PASSAGE TO READ
━━━━━━━━━━━━━━━━━━━━
The
F Word Line – A MUNIficent Mess
|
So what does MUNI do
about this? The Australians would say, “two fifths of
bugger all.” |
By Guy Span
Ferry commuters who use MUNI’s F-Line up
the Embarcadero receive a daily dose of abuse. Punishingly
brutal crowding is the standard fare, as hundreds of commuters
try to cram into the antique streetcars that clank their way
up and back. MUNI has long been aware of the problem, but has
yet to take any action that alleviates the severe overcrowding
and instead, trumpets it as a “success.”
This curmudgeon says MUNI is aware of the
problem because he has written reasonably civil letters (given
the continuing provocations) to General Manager Michael T.
Burns, who responds with wonderfully written apologies that
promise nothing. “The new F-Line is popular beyond
expectations…” wrote Mr. Burns, chief apologist for the
MUNIserable transit service in August of 2000. Two years later
and with the addition of some Embarcadero shuttle cars and the
elimination of the idiotic turn-back program (where cars
turned back on Market Street and ignored the Embarcadero), we
find the service is still miserable. In the late afternoon,
the streetcars have long since been filled to full crush
capacity even before they get to Bay Street and blow off all
the rest of the patrons en route to the Ferry Building. The
regulars call it going “Express.”
One of the reasons the line is so crowded is
that in addition to all those commuters who used to suffer the
same indignities when MUNI erratically operated the service
with the 32 bus line, we now have tourists out to enjoy the
Disneyland feel of historic trolleys. But worse than that,
these nifty little suckers break down a lot, so the full quota
of cars can’t go out. So what does MUNI do about this? The
Australians would say, “two fifths of bugger all.” And the
result is there are fewer cars in service, so you have to get
even more people on them, achieving full crush capacity
sooner, so they go “express” even earlier, which irritates
the living daylights out of all those waiting further down the
line.
So why do these cars break down? Streetcars,
like most vehicles, have a standard capacity design load,
where they operate comfortably and reliably. However, no one
designs a system to operate continuously at the upper end –
it’s just not practical to overbuild by that much of a
margin.
Therefore, due to the heavy patronage
and erratic service, our streetcars have to cram in lots of
standees (and people are heavy), but this puts the traction
motors, suspension and braking systems operating closer to
their upper end design limits. When you operate at the limit
every stinking workday (as these cars do), the cars will fail
sooner. Remember, most of these streetcars were built in the
1950s or earlier and are being pushed really hard (even though
recently rebuilt).
━━━━━━━━━━━━━━━━━━━━
SUPPLIED MATERIAL
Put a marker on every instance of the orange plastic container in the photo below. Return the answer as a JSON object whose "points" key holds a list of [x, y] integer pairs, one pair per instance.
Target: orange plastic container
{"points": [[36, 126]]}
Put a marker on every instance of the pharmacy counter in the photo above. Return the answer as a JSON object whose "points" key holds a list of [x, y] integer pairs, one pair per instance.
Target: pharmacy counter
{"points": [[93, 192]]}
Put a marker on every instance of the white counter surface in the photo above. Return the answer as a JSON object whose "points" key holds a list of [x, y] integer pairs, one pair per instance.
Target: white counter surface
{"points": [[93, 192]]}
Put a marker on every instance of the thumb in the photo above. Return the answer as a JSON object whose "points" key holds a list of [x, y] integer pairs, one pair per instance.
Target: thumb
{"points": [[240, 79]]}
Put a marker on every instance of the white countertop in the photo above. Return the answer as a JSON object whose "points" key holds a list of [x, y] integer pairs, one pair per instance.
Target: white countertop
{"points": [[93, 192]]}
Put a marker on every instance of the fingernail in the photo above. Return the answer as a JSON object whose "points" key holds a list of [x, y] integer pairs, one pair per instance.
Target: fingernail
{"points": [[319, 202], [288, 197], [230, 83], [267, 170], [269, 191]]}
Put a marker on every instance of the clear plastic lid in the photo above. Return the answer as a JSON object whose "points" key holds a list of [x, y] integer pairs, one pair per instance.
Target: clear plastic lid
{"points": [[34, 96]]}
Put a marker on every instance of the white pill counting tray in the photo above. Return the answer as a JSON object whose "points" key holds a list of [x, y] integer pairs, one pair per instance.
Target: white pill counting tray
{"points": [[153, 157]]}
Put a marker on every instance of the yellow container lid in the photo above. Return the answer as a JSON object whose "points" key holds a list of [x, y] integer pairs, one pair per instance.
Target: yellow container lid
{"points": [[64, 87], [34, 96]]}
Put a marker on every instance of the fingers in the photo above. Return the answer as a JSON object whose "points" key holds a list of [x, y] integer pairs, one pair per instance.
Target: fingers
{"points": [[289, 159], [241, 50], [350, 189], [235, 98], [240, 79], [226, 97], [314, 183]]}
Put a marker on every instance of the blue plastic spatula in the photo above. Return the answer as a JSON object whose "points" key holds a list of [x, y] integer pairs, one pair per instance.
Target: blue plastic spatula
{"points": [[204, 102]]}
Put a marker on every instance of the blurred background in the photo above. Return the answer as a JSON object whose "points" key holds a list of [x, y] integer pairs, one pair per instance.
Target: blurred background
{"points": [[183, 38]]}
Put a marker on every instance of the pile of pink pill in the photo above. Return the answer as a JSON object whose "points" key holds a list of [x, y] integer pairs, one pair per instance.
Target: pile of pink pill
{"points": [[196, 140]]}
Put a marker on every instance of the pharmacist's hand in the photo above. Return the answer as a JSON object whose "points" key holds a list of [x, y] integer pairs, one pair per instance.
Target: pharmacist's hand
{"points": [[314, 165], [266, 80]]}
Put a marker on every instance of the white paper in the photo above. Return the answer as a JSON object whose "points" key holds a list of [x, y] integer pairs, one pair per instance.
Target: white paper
━━━━━━━━━━━━━━━━━━━━
SET PROBLEM
Pick up the F-Line article right after its last sentence and carry on writing it. The records above have no connection to the F-Line article.

FINAL RESULT
Some types can be loaded heavier than
others. The orange Milan (Italy) cars from the 1920s have an
interior that only BART would want to emulate with its new “shorter
trains save money” policy. You see this interior design has
eliminated lots of seats by placing a bench along both sides
of the car body, leaving a huge space for standees and making
it the ideal type of car for the F-Line. Given the price
($10,000 a copy) we can probably put up with these clunky and
incredibly loud cars because we can cram so many extra
passengers in, cheek to jowl. It’s a real “get to know
your neighbor” kind of experience that we could only wish on
MUNI managers.
These bright orange cars were built to an
American design and are known as “Peter Witt” cars, named
after a Cleveland city transit official that designed this
streetcar to be operated with just one man, saving the expense
of having a conductor to collect fares. MUNI, being denser
than a collapsed star, has placed the fare machine where it is
difficult for the motorman to supervise, so a conductor
usually assists with the operation. And of course the
conductor is just taking up standing room, as once the car
gets reasonably full, no one can make their way to the fare
box even if they were inclined to pay for the experience.
And what were they thinking when they
designed ugly, modern transit shelters to complement the
historic light poles, old-style paving and antique streetcars?
And mounted on these hideous shelters is a “schedule” that
advises in rush hour we can expect a streetcar once every
seven minutes (maybe in your dreams). And what’s worse is
that the streetcar operators each have a schedule, defining
the time that they are expected to be at each ugly station.
However, the public is not to be trusted with that sort of
thing (even though the Australians have had scheduled trams in
Melbourne for years). It appears that MUNI is concerned that
publishing a schedule might create expectations. Trust me on
this one, no one who rides the F-Line has any expectations,
other than the sure knowledge that one should leave enough
time to walk to one’s destination (the regulars refer to
this as “the MUNI exercise program”).
Is there a solution? Of course there is. We
could hire any number of campaign-contributing, sole-sourced
(without competitive bidding) transit consultants to help out,
like they did during the BIG meltdown. Consultants essentially
borrow your watch and tell you what time it is (for lots of
pay, of course). So the consultants would eventually get
around to asking the streetcar operators for their opinions.
An operator would say, “Gee boss, it’s
kind of rough in the evening, even when we are not short of
cars. How about grabbing some of the empty buses deadheading
up and down the Embarcadero and run them in service on the
right-of-way? They won’t lose much time because they’ll
bypass the traffic and that’ll take the pressure off, where
we might stick to the schedule.” And guess what? With the
crush loadings reduced, the streetcars might last longer and
the tourists might have a better impression of our fair city.
Short of that, the abused F-Line riders can
only hope that the Chief Apologist for MUNI will wander down
about 5:15 p.m. and take a ride with us and really get to know
how much we enjoy the historic streetcar service and what a
terrific success it all is. Watch your wallet though; those
crowds make pickpocket work a lot easier.